EXCERPT:
%%

The point is that scientists are not super-men, not Platonic Philosopher-Kings. Often, they get things wrong even according to their own criteria. More to the point, science, like all human activity, is embedded within the society that it comes out of. Racist societies, for instance, produce racist science.

Finally, most of the critical questions for our society are moral and political; a scientific worldview may provide few answers to these. Worse, there is a certain kind of Gradgrindish scientific and technical worldview which may even be hostile to the claims of solidarity or morality which we base our politics on. In fact, good politics requires both rationality and empathy, both skill and imagination, both tax-collecters and poets. “God keep us,” Blake protested at the industrial revolution, from “a single vision and Newton’s sleep.”

%%

EXERCISE TASK A: Pull out every line of the rows that contains the string "tail", matching case exactly.

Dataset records
%%

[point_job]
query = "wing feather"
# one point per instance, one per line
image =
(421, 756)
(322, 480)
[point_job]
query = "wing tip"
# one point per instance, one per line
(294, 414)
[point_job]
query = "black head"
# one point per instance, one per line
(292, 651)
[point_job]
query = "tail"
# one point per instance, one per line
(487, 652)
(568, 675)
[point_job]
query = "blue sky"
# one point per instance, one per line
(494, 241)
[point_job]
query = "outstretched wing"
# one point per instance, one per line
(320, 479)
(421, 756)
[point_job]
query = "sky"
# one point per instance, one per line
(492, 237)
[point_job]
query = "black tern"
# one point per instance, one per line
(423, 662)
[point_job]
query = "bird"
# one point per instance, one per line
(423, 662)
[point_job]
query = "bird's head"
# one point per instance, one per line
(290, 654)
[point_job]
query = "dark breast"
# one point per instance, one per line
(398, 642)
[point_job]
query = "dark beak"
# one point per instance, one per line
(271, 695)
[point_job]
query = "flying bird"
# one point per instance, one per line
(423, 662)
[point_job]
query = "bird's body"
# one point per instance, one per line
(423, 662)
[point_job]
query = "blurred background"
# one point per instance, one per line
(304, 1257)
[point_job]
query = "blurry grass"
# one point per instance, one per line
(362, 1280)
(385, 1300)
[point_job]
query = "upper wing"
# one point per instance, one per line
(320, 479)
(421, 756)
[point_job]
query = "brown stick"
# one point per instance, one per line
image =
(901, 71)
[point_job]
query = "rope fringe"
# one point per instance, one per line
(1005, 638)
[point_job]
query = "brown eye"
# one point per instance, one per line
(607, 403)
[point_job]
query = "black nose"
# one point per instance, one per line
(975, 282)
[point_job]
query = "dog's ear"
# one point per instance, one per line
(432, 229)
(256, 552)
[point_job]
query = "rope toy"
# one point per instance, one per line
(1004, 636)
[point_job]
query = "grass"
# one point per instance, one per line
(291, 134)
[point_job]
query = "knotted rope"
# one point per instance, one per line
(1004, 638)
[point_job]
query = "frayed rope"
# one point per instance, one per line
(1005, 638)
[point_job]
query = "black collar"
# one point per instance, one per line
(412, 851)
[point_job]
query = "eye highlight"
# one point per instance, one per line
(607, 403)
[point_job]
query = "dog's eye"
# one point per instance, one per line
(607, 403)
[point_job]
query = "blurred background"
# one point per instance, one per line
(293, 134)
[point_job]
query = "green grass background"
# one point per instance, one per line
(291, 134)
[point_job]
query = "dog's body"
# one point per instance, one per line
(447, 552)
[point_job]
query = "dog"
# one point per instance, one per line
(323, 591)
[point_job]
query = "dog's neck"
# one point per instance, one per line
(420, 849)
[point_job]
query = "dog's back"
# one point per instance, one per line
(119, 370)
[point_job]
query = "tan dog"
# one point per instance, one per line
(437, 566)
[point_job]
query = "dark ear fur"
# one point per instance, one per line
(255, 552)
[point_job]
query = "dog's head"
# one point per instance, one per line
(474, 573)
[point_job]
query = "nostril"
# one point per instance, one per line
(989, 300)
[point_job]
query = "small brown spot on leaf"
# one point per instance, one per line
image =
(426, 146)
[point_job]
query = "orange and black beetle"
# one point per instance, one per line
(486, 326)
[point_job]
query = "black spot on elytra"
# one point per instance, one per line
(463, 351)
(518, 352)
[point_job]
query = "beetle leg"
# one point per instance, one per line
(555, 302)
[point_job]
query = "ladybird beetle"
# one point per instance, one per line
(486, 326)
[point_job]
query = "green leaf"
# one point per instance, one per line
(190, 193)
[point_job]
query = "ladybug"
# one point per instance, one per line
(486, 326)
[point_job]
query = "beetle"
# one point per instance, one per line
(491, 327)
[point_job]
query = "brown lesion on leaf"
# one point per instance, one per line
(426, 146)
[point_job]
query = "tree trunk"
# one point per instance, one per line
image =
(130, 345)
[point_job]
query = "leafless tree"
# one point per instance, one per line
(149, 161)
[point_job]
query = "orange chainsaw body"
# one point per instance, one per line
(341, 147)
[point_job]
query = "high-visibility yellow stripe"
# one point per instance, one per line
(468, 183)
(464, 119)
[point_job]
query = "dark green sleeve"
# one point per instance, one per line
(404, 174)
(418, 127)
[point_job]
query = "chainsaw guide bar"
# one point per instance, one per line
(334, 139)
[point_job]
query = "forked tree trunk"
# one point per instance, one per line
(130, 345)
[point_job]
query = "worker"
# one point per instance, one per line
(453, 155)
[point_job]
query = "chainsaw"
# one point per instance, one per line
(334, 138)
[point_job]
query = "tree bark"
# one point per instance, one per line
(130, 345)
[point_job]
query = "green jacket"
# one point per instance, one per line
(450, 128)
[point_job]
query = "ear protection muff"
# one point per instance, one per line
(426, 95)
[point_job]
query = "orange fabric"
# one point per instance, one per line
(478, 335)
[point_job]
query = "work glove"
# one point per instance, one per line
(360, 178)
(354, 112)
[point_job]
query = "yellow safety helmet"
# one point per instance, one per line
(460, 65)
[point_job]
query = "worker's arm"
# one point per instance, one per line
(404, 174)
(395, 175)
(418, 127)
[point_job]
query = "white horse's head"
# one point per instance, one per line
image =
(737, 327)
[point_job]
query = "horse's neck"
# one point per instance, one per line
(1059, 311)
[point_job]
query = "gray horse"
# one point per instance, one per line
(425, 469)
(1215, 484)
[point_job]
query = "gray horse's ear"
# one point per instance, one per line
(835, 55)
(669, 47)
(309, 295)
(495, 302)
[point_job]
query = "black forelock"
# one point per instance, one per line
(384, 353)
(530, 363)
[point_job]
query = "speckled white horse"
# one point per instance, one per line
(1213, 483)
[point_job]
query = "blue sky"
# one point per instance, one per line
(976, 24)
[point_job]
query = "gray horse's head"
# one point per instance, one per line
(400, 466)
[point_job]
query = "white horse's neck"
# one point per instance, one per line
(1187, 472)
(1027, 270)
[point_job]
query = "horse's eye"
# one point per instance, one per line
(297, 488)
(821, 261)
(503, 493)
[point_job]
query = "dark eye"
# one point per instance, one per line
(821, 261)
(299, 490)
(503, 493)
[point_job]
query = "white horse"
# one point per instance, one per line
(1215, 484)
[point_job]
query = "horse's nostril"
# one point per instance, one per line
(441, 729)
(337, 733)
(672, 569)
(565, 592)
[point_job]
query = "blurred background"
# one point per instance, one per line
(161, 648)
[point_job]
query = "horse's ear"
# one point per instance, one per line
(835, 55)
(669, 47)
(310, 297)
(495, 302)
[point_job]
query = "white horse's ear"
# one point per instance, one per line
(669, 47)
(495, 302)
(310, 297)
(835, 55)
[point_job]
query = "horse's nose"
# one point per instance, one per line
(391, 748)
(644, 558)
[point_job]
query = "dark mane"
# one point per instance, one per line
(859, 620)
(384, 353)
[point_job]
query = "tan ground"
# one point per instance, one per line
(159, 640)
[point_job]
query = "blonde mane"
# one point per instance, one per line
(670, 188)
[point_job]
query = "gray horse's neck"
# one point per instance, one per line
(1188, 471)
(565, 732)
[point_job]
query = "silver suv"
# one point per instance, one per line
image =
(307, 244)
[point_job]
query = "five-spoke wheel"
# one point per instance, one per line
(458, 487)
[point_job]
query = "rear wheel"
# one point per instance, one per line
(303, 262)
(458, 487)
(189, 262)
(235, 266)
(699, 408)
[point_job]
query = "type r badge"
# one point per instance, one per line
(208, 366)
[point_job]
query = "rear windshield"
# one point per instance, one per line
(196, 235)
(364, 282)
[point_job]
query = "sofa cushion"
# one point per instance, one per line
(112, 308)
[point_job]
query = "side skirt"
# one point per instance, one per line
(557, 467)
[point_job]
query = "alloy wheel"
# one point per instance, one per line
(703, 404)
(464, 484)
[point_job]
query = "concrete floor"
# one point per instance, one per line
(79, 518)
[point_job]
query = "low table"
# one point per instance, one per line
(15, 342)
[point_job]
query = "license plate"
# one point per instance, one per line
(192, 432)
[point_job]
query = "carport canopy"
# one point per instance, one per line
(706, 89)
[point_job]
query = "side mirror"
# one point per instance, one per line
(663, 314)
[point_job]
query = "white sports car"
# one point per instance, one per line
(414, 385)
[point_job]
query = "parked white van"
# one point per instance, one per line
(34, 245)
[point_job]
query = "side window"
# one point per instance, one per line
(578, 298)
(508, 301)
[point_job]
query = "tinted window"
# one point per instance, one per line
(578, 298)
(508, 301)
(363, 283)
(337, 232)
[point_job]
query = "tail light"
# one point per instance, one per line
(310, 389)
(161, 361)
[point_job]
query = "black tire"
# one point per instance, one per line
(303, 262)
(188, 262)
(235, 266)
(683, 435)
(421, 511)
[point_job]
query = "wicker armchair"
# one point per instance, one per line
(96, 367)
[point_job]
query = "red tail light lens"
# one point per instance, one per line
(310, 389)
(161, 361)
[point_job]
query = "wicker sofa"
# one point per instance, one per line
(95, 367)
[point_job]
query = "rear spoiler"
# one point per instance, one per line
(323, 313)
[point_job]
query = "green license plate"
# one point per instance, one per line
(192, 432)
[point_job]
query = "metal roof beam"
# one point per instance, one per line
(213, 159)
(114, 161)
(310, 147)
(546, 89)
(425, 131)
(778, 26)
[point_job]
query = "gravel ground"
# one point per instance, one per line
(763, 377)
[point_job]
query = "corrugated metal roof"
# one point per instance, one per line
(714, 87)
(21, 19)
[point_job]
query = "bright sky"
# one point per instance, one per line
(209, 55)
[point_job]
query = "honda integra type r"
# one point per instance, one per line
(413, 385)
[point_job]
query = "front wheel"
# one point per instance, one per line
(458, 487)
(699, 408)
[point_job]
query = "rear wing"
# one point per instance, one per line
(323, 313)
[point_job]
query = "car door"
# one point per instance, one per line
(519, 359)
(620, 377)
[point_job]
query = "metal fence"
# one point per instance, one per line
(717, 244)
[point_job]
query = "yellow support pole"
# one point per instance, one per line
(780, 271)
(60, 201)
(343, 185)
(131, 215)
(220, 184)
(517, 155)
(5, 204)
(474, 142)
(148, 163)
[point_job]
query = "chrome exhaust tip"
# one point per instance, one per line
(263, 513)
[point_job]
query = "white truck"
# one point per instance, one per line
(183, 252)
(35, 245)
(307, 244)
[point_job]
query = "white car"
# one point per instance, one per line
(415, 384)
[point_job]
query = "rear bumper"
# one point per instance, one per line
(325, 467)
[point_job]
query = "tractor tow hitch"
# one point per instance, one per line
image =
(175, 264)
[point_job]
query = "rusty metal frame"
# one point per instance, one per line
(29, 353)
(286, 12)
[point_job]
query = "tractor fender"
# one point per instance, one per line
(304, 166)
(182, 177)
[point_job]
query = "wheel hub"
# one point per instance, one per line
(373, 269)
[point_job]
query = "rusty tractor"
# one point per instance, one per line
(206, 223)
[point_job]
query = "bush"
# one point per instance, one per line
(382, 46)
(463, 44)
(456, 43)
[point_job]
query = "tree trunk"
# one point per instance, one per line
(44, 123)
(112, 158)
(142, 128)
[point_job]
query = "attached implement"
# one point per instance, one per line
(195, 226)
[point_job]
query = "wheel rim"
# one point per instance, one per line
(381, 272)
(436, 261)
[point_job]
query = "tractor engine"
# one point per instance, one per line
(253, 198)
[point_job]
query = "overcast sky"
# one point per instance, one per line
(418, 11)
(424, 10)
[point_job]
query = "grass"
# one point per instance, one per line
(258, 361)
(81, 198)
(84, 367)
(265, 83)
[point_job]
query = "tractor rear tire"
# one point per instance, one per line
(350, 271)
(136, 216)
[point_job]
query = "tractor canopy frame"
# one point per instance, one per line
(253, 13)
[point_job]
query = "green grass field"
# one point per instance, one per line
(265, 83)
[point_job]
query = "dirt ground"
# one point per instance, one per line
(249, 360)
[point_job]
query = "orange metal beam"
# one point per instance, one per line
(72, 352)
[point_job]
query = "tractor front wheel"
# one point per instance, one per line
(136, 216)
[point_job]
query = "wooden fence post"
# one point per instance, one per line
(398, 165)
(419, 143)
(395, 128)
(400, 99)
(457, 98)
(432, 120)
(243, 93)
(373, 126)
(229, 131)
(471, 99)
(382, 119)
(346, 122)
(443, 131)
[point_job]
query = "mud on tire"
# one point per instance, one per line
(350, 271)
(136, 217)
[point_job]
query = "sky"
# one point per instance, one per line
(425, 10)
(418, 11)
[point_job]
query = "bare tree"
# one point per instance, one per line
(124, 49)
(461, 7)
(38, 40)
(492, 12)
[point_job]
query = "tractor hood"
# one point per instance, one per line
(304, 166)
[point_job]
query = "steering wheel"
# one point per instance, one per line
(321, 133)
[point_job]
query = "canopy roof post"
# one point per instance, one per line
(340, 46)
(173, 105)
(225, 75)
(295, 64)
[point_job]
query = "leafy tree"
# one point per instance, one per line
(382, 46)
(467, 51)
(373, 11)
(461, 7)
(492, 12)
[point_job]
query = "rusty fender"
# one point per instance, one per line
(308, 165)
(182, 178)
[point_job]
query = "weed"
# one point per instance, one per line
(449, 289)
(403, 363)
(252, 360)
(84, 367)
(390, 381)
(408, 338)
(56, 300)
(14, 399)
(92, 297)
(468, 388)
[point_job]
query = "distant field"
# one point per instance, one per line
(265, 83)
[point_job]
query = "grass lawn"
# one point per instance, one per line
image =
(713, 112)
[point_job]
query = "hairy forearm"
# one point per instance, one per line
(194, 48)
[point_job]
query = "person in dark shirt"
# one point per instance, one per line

%%

EXERCISE TASK B: Please reproduce the passage on science and society word for word, from "The point is" to "produce racist science.".

FULL RESPONSE A:
query = "tail"
query = "tail light"
query = "red tail light lens"

FULL RESPONSE B:
The point is that scientists are not super-men, not Platonic Philosopher-Kings. Often, they get things wrong even according to their own criteria. More to the point, science, like all human activity, is embedded within the society that it comes out of. Racist societies, for instance, produce racist science.